Texto de lectura:
-=-=-=-=-

Precisamente por esto la primera comunidad cristiana de Jerusalén no pide a Dios en la oración que la defienda, que le ahorre la prueba, el sufrimiento, no pide tener éxito, sino solamente poder proclamar con «parresia», es decir, con franqueza, con libertad, con valentía, la Palabra de Dios (cf. Hch 4, 29).
Luego añade la petición de que este anuncio vaya acompañado por la mano de Dios, para que se realicen curaciones, señales, prodigios (cf. Hch 4, 30), es decir, que sea visible la bondad de Dios, como fuerza que transforme la realidad, que cambie el corazón, la mente, la vida de los hombres y lleve la novedad radical del Evangelio.
Al final de la oración —anota san Lucas— «tembló el lugar donde estaban reunidos; los llenó a todos el Espíritu Santo, y predicaban con valentía la Palabra de Dios» (Hch 4, 31). El lugar tembló, es decir, la fe tiene la fuerza de transformar la tierra y el mundo. El mismo Espíritu que habló por medio del Salmo 2 en la oración de la Iglesia, irrumpe en la casa y llena el corazón de todos los que han invocado al Señor. Este es el fruto de la oración coral que la comunidad cristiana eleva a Dios: la efusión del Espíritu, don del Resucitado que sostiene y guía el anuncio libre y valiente de la Palabra de Dios, que impulsa a los discípulos del Señor a salir sin miedo para llevar la buena nueva hasta los confines del mundo.
También nosotros, queridos hermanos y hermanas, debemos saber llevar los acontecimientos de nuestra vida diaria a nuestra oración, para buscar su significado profundo. Y como la primera comunidad cristiana, también nosotros, dejándonos iluminar por la Palabra de Dios, a través de la meditación de la Sagrada Escritura, podemos aprender a ver que Dios está presente en nuestra vida, presente también y precisamente en los momentos difíciles, y que todo —incluso las cosas incomprensibles— forma parte de un designio superior de amor en el que la victoria final sobre el mal, sobre el pecado y sobre la muerte es verdaderamente la del bien, de la gracia, de la vida, de Dios.

-=-=-=-=-

Datos proporcionados:
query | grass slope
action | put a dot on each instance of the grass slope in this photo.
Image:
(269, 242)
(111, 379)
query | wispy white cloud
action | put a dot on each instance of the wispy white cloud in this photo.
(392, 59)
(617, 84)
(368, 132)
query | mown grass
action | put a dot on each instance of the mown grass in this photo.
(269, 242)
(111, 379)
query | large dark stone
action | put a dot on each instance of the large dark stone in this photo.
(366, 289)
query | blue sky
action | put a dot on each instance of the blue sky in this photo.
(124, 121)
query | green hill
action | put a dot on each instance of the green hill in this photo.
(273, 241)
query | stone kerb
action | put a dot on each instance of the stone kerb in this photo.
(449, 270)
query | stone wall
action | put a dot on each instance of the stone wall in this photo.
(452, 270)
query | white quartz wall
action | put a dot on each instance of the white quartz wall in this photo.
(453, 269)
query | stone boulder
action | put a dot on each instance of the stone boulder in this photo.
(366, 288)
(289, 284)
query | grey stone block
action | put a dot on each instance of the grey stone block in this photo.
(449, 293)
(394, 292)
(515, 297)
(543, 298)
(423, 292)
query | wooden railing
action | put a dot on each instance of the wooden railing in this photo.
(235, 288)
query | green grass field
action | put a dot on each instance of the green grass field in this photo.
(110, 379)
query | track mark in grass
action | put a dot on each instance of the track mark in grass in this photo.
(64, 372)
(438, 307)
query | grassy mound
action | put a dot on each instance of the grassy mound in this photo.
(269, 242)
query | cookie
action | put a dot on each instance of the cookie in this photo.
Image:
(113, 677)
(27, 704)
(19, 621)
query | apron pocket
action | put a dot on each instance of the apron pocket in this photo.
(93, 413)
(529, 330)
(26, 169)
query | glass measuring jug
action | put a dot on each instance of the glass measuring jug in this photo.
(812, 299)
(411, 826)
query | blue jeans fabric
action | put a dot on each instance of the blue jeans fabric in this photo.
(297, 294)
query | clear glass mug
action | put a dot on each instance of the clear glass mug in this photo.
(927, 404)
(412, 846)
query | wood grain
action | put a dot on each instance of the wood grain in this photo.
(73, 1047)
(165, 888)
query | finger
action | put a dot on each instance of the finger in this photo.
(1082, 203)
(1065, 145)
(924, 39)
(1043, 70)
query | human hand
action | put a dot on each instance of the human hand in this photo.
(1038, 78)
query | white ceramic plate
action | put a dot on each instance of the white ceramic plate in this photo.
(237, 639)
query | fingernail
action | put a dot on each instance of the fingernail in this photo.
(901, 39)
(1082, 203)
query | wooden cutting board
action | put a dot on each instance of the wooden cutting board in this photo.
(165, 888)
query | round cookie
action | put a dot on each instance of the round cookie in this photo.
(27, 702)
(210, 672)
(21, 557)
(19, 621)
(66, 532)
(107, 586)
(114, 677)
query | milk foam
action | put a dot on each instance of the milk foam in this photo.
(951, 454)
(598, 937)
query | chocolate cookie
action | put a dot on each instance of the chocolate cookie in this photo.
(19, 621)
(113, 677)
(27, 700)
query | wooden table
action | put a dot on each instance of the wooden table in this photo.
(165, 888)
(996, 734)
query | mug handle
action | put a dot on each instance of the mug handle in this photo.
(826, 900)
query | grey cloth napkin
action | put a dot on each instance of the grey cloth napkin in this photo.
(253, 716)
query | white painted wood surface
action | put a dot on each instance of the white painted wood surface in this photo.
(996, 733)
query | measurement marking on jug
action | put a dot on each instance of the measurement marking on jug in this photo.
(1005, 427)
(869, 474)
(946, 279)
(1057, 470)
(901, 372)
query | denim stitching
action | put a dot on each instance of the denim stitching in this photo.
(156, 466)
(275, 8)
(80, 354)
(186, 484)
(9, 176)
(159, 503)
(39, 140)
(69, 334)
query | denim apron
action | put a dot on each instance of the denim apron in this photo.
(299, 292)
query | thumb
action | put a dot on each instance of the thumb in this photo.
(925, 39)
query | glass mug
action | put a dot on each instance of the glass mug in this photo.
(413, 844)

-=-=-=-=-

Consigna 1:
Según el texto sobre la oración de la primera comunidad cristiana, ¿qué pide a Dios esa comunidad en vez de defensa o éxito?
Consigna 2:
Prosigue el texto sobre la oración de la primera comunidad cristiana a partir del final de su último párrafo.

Respuesta 1:
Pide poder proclamar la Palabra de Dios con «parresia», es decir, con franqueza, libertad y valentía.

Respuesta 2:
Como sucedió a la primera comunidad cristiana, la oración nos ayuda a leer la historia personal y colectiva en la perspectiva más adecuada y fiel, la de Dios. Y también nosotros queremos renovar la petición del don del Espíritu Santo, para que caliente el corazón e ilumine la mente, a fin de reconocer que el Señor realiza nuestras invocaciones según su voluntad de amor y no según nuestras ideas. Guiados por el Espíritu de Jesucristo, seremos capaces de vivir con serenidad, valentía y alegría cualquier situación de la vida y con san Pablo gloriarnos «en las tribulaciones, sabiendo que la tribulación produce paciencia; la paciencia, virtud probada, esperanza»: la esperanza que «no defrauda, porque el amor de Dios ha sido derramado en nuestros corazones por el Espíritu Santo que se nos ha dado» (Rm 5, 3-5). Gracias.

Saludos


Saludo cordialmente a los peregrinos de lengua española, en particular a los participantes en el Curso de actualización sacerdotal que se celebra en el Pontificio Colegio Español de San José, al Capítulo General de las Religiosas de María Inmaculada y a los demás grupos provenientes de España, México, Perú, Argentina y otros países latinoamericanos. Invito a todos a pedir a Dios, que también hoy su Espíritu ilumine nuestra lectura de la Sagrada Escritura y sostenga el anuncio libre y valiente de su Palabra hasta los confines de la tierra. Muchas gracias.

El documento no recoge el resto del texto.